■ **PROBLEM DETAILS**: Each line below must be set down exactly; omit any image you find.

--- START ---

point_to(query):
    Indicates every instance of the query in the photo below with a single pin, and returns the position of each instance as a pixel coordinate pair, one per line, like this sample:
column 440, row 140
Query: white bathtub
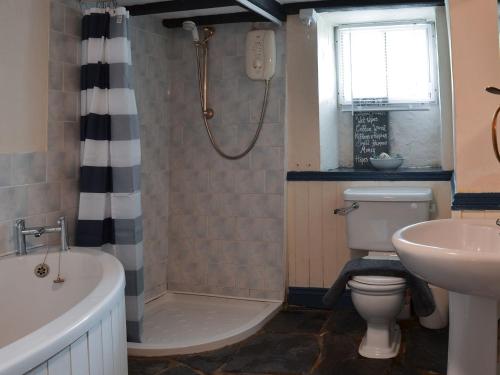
column 74, row 327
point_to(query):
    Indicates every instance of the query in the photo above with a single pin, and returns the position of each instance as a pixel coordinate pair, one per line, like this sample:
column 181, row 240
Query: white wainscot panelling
column 100, row 351
column 316, row 238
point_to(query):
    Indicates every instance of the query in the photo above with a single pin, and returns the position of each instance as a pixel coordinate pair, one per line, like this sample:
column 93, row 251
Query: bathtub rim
column 38, row 346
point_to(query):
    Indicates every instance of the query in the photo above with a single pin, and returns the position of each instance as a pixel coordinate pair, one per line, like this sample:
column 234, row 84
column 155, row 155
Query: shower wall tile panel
column 41, row 186
column 225, row 217
column 149, row 57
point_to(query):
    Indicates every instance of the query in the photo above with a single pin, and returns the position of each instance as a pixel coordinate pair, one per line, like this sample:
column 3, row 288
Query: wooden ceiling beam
column 177, row 6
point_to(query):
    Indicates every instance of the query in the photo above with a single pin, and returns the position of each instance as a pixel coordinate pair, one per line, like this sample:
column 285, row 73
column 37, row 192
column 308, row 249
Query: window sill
column 348, row 174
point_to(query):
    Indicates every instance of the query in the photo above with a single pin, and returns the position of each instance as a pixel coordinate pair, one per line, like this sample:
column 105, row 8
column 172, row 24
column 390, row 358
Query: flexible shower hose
column 213, row 141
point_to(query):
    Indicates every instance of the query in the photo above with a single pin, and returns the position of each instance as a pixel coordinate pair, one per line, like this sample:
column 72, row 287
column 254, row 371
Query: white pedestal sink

--- END ---

■ **OUTPUT FOR THIS TASK**:
point_to(query):
    Indicates every instance of the query in the photo below with a single pin, and returns the position of each instance as a pixel coordinate pair, one per line, like this sample:
column 440, row 140
Query: white bathtub
column 74, row 327
point_to(query):
    Indicates every instance of the query in the photo above with a single pin, and returns the position of each instance as a pixel coordinate pair, one per line, like this sample:
column 181, row 240
Query: white wainscot panelling
column 100, row 351
column 316, row 238
point_to(query):
    Indicates every instance of the query in the photo above with a single pin, and returns the position of each instance as a pixel coordinate pair, one per line, like this sample:
column 93, row 251
Query: bathtub rim
column 38, row 346
point_to(query):
    Indicates every instance of the query in the photo above with a single pin, and returns the position of each instance as a pixel coordinate pair, one per line, like this sample:
column 234, row 84
column 155, row 155
Query: shower wall tile panel
column 41, row 186
column 225, row 217
column 149, row 57
point_to(query):
    Indicates every instance of the query in the photo above with a single pin, and returns the position of each instance as a pixel coordinate pair, one per line, like this sample:
column 3, row 288
Query: wooden ceiling beam
column 177, row 6
point_to(query):
    Indicates every instance of the query in the photo above with a single pin, and returns the position of each instance as a pixel coordinate pair, one per line, like this sample:
column 285, row 73
column 37, row 192
column 308, row 249
Query: window sill
column 348, row 174
point_to(query):
    Indicates every instance of the query in the photo above with a single pin, and returns the position of each instance as a pixel coordinate pair, one per line, like this sample:
column 105, row 8
column 172, row 24
column 390, row 358
Query: flexible shower hose
column 213, row 141
point_to(query):
    Indicates every instance of the query in the photo above with a single pin, and returns the position of each instance as a pixel coordinate pair, one per line, like this sample:
column 72, row 287
column 254, row 371
Query: white pedestal sink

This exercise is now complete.